▶ **Exercise materials**:
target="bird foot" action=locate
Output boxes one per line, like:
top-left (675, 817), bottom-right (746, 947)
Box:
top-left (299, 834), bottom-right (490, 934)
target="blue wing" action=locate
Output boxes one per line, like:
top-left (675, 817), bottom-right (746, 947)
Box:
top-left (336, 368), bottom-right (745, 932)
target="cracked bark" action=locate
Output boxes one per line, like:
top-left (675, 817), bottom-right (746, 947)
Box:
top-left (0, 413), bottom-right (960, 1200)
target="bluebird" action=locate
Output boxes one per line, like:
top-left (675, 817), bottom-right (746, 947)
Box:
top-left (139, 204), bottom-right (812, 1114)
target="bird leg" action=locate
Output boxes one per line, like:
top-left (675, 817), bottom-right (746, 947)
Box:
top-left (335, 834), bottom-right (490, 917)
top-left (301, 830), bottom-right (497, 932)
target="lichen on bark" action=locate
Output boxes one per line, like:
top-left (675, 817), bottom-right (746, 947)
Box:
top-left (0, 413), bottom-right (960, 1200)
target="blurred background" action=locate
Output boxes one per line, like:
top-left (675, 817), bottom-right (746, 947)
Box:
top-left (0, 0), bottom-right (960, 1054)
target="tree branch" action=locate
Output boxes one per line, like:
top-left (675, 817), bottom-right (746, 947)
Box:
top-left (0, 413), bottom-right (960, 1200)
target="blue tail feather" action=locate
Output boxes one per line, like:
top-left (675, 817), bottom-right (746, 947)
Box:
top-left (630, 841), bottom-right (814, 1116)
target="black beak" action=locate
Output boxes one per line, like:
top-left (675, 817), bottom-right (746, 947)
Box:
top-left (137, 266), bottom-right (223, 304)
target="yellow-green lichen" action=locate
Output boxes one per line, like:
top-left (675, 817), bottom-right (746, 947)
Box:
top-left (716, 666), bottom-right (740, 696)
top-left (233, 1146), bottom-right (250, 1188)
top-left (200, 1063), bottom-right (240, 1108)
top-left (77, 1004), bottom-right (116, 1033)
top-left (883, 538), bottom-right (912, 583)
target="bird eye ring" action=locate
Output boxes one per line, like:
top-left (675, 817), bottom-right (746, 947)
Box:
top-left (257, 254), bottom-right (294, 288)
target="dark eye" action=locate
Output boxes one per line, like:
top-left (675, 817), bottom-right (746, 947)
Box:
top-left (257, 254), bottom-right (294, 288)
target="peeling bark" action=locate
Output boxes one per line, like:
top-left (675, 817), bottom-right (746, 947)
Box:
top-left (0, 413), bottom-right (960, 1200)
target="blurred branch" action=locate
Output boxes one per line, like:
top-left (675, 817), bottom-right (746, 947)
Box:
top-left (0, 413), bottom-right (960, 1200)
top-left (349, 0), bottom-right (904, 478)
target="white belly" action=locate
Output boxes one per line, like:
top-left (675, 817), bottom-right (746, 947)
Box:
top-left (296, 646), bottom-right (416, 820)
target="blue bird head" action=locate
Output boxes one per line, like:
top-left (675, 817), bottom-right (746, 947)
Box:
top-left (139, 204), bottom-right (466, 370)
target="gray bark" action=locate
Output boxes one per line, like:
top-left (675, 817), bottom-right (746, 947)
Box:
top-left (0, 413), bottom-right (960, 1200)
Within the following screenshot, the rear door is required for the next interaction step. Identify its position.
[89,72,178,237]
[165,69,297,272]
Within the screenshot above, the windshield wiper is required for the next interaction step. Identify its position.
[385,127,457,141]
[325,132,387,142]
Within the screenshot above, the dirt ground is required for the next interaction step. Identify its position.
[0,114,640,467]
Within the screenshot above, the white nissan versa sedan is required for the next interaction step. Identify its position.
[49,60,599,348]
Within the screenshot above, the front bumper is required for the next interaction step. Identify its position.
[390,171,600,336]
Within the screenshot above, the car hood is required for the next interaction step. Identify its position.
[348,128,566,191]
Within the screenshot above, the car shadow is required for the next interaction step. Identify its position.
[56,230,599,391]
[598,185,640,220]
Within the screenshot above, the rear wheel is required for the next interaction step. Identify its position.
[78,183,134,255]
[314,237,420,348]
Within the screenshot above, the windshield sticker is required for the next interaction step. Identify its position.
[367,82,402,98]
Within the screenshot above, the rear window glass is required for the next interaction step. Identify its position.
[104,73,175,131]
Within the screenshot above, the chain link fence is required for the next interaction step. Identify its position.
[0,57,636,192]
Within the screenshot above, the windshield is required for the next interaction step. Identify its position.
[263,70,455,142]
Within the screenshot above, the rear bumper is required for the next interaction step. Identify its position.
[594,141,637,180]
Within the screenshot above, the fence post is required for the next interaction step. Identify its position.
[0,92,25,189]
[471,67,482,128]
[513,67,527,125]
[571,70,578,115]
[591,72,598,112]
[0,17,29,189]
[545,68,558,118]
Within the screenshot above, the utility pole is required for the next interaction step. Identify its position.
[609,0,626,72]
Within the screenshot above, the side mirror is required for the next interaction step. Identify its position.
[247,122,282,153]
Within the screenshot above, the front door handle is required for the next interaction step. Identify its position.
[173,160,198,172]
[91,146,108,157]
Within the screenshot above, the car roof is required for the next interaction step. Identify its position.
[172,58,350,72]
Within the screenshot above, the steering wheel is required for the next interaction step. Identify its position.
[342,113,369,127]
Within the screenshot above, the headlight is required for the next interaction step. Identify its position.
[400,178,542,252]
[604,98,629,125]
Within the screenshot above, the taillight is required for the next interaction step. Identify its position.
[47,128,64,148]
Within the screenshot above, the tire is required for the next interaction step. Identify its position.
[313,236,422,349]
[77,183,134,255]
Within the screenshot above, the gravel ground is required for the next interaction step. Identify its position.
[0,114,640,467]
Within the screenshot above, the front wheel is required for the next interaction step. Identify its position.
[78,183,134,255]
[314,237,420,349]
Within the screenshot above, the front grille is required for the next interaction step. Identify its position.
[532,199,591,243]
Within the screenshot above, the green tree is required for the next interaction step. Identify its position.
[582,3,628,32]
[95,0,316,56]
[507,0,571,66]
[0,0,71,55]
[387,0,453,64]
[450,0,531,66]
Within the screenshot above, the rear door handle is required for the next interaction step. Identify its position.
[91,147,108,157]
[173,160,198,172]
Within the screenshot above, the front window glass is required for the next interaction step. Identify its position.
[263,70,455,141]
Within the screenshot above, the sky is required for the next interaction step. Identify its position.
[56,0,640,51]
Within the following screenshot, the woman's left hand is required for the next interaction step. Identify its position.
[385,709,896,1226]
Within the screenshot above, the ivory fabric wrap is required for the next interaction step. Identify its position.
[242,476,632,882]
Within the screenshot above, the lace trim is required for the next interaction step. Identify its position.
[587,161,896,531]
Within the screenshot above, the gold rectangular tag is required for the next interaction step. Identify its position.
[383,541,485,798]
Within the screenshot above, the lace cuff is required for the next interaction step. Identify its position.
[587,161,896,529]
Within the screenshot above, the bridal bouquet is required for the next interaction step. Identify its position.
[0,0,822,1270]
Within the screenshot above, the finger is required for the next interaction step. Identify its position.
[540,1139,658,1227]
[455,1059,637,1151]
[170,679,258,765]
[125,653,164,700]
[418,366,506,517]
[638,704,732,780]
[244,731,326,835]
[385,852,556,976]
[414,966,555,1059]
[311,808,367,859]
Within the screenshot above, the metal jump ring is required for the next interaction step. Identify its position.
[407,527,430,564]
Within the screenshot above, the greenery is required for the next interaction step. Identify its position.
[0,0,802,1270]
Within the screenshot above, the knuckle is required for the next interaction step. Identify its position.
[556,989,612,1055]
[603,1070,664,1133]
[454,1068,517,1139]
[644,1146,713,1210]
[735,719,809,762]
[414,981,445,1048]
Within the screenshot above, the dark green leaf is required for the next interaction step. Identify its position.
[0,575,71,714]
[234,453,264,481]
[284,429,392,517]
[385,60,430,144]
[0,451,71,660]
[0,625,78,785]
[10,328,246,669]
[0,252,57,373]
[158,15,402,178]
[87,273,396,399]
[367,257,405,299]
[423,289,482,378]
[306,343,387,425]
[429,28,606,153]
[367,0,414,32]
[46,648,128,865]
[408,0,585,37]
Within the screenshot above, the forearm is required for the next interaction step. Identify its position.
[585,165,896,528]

▶ **Required task**:
Output as a JSON list of strings every line of the material above, from its first line down to the line containing "top-left (137, 266), bottom-right (223, 304)", both included, one string per line and blank lines left out.

▶ **Full response**:
[
  "target=\"bird foot\" action=locate",
  "Output boxes one per line, like:",
  "top-left (675, 817), bottom-right (746, 947)",
  "Box:",
  "top-left (299, 834), bottom-right (490, 934)",
  "target=\"blue wing\" action=locate",
  "Output boxes one per line, like:",
  "top-left (675, 817), bottom-right (746, 947)",
  "Box:",
  "top-left (336, 368), bottom-right (745, 932)",
  "target=\"cracked bark\" action=locate",
  "Output boxes one per line, like:",
  "top-left (675, 817), bottom-right (746, 947)",
  "Box:",
  "top-left (0, 413), bottom-right (960, 1200)",
  "target=\"bluebird\" action=locate",
  "Output boxes one per line, like:",
  "top-left (675, 817), bottom-right (746, 947)",
  "Box:",
  "top-left (139, 204), bottom-right (812, 1114)",
  "target=\"bird leg\" action=locate",
  "Output boxes one per line, like:",
  "top-left (675, 817), bottom-right (746, 947)",
  "Box:",
  "top-left (335, 834), bottom-right (490, 917)",
  "top-left (301, 830), bottom-right (497, 932)",
  "target=\"lichen on bark\" action=locate",
  "Output boxes one per line, like:",
  "top-left (675, 817), bottom-right (746, 947)",
  "Box:",
  "top-left (0, 413), bottom-right (960, 1200)",
  "target=\"blurred background\" action=locate",
  "Output boxes one per line, like:",
  "top-left (675, 817), bottom-right (746, 947)",
  "Box:",
  "top-left (0, 0), bottom-right (960, 1054)",
  "target=\"tree branch\" action=locate",
  "Output boxes one per line, like:",
  "top-left (675, 817), bottom-right (746, 947)",
  "Box:",
  "top-left (0, 413), bottom-right (960, 1200)",
  "target=\"blue tail feather\" action=locate",
  "Output boxes one per line, like:",
  "top-left (675, 817), bottom-right (746, 947)",
  "Box:",
  "top-left (630, 841), bottom-right (814, 1116)",
  "target=\"black beak\" action=locate",
  "Output boxes one per line, like:",
  "top-left (675, 817), bottom-right (746, 947)",
  "Box:",
  "top-left (137, 266), bottom-right (223, 304)"
]